◆ **Stated exercise**:
In the Wayne Thiebaud biography below, what are the names of all of Thiebaud's children?

◆ **Selected excerpt**:
----
Wayne Thiebaud was a famous American painter, draftsman and printmaker loosely associated with the Pop art movement. He is best known for his colorful depictions of cakes, pastries, candy, and items from popular culture. Famous Wayne Thiebaud artworks include “Two Paint Cans”, “Four Pinball Machines”, “Encased Cakes”, “Pie Counter”, “Valley Streets”, “Three Machines”, “Sunset Streets”, “Flatland River” and “Girl with Ice Cream Cone”.
Mini biography: Born Morton Wayne Thiebaud on the 15th of November, 1920 in Mesa, Arizona, United States of America. His mother was Alice Eugenia Le Baron and his father Morton Thiebaud was a bishop for the Church of Jesus Christ of Latter-day Saints. Thiebaud married Patricia Patterson in 1943 and they divorced in 1959. He married his second wife Betty Jean Thiebaud in 1959. Thiebaud had three children: Twinka Thiebaud, Paul Thiebaud, and Mallary Ann Thiebaud. The artist died on the 25th of December, 2001 in Sacramento, California, USA at the age of 101. Wayne Thiebaud is buried at the Odd Fellows Lawn Cemetery and Mausoleum, Sacramento, California, United States.
----
◆ **Given records**:
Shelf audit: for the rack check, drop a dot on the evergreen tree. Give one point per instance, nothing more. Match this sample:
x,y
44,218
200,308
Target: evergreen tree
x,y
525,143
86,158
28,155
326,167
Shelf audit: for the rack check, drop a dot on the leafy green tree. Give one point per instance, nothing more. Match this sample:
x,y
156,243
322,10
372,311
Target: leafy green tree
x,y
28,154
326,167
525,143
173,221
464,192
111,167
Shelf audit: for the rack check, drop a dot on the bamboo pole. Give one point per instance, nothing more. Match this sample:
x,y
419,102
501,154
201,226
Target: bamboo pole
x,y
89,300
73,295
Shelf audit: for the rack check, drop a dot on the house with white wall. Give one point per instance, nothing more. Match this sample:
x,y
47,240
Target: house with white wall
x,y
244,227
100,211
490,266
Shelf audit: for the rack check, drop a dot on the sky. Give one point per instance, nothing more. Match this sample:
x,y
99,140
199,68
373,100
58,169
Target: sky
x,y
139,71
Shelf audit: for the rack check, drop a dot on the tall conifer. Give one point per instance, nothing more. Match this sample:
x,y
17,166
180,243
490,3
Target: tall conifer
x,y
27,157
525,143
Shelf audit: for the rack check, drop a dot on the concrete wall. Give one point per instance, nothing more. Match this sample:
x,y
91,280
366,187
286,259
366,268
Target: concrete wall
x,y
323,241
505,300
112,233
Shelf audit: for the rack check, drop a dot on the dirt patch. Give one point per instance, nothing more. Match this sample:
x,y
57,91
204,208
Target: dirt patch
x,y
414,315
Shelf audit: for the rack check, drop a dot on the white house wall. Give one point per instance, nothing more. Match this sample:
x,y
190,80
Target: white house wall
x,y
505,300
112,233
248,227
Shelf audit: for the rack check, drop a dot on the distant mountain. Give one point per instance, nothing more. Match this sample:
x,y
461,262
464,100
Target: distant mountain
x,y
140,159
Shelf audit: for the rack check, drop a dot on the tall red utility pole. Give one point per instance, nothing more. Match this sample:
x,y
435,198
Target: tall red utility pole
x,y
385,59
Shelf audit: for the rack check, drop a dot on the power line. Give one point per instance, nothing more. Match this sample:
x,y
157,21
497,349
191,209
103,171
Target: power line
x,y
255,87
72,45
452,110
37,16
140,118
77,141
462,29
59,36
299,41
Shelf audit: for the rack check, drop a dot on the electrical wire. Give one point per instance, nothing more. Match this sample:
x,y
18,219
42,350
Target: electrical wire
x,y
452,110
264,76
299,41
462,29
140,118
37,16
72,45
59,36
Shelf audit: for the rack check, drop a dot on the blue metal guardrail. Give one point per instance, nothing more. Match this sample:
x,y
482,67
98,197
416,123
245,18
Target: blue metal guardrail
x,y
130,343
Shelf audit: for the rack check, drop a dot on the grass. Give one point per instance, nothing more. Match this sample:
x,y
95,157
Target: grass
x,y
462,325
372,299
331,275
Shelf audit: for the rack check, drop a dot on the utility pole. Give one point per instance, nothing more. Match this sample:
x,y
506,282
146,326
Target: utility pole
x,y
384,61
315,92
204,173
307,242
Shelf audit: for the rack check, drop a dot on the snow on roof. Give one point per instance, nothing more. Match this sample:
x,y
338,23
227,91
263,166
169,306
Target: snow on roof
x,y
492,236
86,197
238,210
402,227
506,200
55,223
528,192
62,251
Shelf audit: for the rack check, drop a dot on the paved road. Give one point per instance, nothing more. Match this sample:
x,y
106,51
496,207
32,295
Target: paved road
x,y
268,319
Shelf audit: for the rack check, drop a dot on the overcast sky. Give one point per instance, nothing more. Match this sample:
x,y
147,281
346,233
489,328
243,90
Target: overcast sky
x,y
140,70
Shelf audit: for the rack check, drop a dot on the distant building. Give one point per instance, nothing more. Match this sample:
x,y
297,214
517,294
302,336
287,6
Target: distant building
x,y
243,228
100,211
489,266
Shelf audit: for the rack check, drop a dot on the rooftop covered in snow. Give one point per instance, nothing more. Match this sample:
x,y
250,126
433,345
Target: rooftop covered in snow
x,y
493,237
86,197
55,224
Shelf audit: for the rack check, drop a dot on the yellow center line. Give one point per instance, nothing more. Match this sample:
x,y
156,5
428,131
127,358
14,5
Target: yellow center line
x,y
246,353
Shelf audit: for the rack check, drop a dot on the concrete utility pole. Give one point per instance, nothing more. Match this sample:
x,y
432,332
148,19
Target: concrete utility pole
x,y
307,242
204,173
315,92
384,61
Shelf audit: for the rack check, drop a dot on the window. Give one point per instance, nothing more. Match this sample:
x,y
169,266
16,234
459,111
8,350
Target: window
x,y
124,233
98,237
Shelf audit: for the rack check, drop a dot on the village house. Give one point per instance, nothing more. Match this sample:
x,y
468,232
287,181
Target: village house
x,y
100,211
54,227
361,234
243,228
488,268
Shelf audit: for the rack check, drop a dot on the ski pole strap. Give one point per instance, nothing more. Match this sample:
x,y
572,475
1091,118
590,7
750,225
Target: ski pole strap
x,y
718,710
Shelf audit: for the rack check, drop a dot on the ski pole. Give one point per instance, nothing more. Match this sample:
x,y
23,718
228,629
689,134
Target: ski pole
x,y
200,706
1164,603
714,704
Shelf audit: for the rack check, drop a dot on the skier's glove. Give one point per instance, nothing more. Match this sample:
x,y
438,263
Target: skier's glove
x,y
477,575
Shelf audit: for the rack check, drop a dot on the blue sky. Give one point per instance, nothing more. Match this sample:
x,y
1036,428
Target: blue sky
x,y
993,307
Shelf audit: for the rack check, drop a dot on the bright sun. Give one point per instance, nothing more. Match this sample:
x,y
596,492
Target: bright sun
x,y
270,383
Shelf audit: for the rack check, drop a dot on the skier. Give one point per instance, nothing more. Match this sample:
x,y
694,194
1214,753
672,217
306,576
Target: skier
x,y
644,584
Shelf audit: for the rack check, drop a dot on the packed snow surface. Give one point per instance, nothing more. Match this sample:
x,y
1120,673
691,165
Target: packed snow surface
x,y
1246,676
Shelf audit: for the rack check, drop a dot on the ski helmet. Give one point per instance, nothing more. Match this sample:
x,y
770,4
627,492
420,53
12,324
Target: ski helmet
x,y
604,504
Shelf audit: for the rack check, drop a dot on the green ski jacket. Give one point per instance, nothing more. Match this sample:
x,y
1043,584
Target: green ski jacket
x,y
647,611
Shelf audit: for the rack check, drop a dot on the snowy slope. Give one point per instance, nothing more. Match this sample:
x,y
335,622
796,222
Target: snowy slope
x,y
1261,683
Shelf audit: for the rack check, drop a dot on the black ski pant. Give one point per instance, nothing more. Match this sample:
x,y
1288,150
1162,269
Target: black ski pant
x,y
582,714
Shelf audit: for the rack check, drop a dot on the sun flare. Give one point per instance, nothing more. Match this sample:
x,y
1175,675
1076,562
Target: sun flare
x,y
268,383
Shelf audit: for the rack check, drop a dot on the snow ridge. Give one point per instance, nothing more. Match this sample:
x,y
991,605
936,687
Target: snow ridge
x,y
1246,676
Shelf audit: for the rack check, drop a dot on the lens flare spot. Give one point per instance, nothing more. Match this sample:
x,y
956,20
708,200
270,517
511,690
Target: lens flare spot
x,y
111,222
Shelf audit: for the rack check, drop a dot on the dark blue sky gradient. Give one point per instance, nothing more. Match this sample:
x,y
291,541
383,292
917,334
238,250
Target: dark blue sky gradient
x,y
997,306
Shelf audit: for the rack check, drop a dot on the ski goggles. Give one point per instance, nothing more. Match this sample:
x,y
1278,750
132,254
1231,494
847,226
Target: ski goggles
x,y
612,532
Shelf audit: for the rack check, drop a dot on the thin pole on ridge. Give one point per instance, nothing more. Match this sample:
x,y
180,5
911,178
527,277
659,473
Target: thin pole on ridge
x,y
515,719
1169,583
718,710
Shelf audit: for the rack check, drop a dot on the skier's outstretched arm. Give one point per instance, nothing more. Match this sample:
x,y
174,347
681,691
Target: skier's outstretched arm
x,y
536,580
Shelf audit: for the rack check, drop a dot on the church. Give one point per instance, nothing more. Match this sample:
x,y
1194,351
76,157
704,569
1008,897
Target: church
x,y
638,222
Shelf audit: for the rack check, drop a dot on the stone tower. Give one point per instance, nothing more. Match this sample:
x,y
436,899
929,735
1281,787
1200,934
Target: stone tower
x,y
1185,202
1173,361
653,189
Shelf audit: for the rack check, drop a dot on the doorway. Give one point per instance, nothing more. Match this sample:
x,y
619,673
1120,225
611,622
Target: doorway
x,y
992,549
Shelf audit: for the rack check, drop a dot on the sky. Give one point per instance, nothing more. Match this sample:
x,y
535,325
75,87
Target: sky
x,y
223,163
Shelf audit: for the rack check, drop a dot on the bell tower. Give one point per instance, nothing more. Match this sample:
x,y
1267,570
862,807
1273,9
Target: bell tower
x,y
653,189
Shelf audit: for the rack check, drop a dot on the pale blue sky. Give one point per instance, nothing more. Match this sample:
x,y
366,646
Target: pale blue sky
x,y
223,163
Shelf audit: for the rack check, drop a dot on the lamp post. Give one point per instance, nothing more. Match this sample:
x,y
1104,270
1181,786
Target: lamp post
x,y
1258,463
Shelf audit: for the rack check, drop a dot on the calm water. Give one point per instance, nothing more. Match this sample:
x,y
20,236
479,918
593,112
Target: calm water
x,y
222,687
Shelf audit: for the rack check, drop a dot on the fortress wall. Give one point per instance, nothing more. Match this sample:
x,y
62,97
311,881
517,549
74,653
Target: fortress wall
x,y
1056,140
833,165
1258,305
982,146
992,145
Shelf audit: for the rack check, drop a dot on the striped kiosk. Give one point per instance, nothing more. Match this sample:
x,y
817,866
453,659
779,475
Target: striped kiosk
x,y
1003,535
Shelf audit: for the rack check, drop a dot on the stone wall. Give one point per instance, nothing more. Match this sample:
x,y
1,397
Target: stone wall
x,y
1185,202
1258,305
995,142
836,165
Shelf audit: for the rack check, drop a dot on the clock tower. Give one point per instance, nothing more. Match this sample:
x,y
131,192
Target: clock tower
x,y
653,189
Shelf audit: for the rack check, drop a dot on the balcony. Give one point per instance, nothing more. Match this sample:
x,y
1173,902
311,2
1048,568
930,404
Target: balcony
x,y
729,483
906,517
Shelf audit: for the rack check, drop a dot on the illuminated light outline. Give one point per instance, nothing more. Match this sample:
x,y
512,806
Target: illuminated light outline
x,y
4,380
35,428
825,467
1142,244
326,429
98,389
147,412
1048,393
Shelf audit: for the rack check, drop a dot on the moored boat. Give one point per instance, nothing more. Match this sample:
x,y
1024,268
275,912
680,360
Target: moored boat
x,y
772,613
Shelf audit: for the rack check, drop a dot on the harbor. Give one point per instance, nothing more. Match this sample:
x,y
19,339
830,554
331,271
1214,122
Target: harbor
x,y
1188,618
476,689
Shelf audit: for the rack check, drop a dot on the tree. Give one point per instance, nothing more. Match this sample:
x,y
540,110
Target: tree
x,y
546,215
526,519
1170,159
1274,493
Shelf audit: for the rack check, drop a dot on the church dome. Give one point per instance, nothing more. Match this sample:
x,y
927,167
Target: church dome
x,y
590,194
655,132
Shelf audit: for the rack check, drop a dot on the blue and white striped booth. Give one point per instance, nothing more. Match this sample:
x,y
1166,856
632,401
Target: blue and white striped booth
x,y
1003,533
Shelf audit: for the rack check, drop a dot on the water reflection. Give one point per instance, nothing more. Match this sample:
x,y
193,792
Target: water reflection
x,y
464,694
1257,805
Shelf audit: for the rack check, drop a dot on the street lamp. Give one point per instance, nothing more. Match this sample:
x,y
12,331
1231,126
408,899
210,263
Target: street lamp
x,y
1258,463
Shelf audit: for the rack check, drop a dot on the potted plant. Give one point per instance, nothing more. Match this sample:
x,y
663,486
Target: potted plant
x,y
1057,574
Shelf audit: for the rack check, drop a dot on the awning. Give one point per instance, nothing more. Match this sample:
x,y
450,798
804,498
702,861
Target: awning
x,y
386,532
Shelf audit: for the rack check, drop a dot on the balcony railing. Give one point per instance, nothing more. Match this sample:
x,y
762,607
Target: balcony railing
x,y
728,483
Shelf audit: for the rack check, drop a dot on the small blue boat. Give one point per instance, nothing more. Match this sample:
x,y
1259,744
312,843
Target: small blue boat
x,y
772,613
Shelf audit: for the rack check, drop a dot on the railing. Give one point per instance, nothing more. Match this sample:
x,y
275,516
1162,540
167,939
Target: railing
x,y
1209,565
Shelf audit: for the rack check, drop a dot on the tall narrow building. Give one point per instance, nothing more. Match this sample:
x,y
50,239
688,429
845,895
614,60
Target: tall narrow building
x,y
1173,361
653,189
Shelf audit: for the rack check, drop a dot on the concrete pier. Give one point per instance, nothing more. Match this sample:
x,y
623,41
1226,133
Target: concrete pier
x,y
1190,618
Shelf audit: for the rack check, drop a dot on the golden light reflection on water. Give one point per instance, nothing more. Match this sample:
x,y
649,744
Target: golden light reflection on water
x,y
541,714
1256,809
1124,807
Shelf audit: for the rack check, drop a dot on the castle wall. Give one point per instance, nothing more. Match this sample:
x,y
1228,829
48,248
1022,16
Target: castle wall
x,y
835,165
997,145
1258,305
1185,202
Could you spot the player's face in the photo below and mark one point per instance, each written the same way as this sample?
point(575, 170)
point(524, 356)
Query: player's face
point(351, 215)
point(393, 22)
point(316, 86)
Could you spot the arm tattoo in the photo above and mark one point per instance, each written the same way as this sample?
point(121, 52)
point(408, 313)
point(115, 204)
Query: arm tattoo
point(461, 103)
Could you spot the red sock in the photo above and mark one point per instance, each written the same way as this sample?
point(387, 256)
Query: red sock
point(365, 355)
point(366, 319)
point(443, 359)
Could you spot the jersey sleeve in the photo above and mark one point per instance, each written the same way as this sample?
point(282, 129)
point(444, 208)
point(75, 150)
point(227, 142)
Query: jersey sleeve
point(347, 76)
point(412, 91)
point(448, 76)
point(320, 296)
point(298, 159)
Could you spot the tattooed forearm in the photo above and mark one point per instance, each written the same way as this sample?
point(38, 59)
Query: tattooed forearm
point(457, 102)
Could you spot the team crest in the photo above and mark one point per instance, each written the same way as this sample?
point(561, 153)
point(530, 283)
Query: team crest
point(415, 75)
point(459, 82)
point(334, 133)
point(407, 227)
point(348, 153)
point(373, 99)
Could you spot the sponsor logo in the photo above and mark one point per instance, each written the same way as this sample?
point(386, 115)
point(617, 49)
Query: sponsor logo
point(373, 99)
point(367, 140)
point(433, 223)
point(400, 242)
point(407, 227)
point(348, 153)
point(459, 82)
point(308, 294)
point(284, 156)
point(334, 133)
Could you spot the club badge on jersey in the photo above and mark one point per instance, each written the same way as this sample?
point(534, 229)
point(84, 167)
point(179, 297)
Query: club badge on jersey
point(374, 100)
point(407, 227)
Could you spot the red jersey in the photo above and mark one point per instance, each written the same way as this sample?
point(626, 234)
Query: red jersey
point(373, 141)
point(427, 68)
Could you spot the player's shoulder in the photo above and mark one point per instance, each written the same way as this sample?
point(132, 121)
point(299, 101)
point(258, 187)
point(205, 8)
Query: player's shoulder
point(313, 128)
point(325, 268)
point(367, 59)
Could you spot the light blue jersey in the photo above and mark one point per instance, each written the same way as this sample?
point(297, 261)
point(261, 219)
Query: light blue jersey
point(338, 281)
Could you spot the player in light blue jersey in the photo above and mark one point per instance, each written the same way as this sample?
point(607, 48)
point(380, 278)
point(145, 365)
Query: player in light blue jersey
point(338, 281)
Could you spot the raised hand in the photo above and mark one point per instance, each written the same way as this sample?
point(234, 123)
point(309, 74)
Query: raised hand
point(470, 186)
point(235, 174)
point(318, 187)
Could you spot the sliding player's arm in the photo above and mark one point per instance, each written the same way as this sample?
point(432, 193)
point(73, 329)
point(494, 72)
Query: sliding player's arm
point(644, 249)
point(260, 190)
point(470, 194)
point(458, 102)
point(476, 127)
----
◆ **Correct output**:
Twinka Thiebaud, Paul Thiebaud, and Mallary Ann Thiebaud.